Retype the records below exactly as they appear.

[Recorded data]
------------

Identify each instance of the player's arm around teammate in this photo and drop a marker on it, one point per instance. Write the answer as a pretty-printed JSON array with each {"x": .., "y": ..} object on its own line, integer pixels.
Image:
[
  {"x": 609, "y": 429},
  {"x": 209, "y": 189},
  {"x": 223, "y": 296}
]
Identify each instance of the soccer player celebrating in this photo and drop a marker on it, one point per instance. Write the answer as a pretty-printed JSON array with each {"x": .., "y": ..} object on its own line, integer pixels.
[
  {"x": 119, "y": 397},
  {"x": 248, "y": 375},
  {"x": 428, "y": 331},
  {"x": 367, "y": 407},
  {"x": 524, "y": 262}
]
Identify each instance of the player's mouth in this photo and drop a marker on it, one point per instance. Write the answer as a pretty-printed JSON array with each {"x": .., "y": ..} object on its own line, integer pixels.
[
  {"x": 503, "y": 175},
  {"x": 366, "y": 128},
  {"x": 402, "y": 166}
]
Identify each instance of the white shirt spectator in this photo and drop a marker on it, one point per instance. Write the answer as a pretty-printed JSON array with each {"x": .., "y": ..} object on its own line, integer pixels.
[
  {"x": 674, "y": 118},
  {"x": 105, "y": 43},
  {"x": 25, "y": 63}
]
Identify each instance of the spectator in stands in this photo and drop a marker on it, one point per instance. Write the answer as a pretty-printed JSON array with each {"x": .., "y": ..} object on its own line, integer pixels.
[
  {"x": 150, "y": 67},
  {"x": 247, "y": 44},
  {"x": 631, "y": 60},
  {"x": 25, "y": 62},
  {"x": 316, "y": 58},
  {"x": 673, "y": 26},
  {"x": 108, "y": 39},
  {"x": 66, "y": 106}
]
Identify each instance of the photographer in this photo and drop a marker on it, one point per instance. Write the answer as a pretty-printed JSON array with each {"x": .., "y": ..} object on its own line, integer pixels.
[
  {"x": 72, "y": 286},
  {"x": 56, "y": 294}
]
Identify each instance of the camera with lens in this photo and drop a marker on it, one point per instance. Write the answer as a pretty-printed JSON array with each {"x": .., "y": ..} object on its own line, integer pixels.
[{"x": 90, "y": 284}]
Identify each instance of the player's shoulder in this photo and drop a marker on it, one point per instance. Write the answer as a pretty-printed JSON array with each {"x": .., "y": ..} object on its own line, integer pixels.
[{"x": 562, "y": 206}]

------------

* Result for this task:
Identify each instance of the player's arm around teammate in this photo and drop a marker on it, one point per instance. Write the answer as a pretty-printed JSON array with each {"x": .., "y": ..} object on its own line, integer pixels.
Image:
[
  {"x": 609, "y": 429},
  {"x": 209, "y": 189},
  {"x": 223, "y": 296}
]
Identify each instance of the soccer player celebrating in this photo and drop a marker on it, one point per instance. Write the answer as a pretty-printed JSON array with each {"x": .., "y": ..} object on its own line, integer pixels.
[
  {"x": 119, "y": 397},
  {"x": 248, "y": 375},
  {"x": 428, "y": 331},
  {"x": 367, "y": 407},
  {"x": 524, "y": 262}
]
Identify each instance of the player's mouth in this photo and drop a marker on it, one point per instance. Write the answer as a pretty-printed JSON array with each {"x": .., "y": ..} object on its own line, integer pixels.
[
  {"x": 503, "y": 175},
  {"x": 366, "y": 128},
  {"x": 402, "y": 166}
]
Identify each instance of the white shirt spectator in this photo and drop a marker on it, one point per instance. Write the answer as a pretty-printed JSON array with each {"x": .., "y": ..} object on its own line, integer pixels.
[
  {"x": 674, "y": 118},
  {"x": 105, "y": 43},
  {"x": 25, "y": 63}
]
Identify each instance of the spectator in stands in this photo and drop a marker on it, one point per instance. Write the answer as a pretty-printed JSON array with each {"x": .., "y": ..} object on its own line, integer pixels.
[
  {"x": 150, "y": 67},
  {"x": 247, "y": 44},
  {"x": 631, "y": 60},
  {"x": 25, "y": 62},
  {"x": 316, "y": 58},
  {"x": 673, "y": 26},
  {"x": 108, "y": 39},
  {"x": 66, "y": 106}
]
Identify each instance of the photographer in this photo and drop a marker on it, one point per instance. Write the answer as a pretty-printed JSON array with each {"x": .., "y": ..} object on its own line, integer pixels.
[
  {"x": 72, "y": 286},
  {"x": 56, "y": 294}
]
Identify each instance of the camera with lens in this photo and drop a marker on it, one point per instance. Write the answer as a pretty-printed JSON array with each {"x": .., "y": ..} object on its own line, integer pixels.
[{"x": 90, "y": 284}]
Identify each instance of the player's shoulder in this photo and drop a marker on it, one point per instance. Write the answer as a pretty-printed JSON array with each {"x": .., "y": ..} object on its own line, integer pixels.
[{"x": 562, "y": 206}]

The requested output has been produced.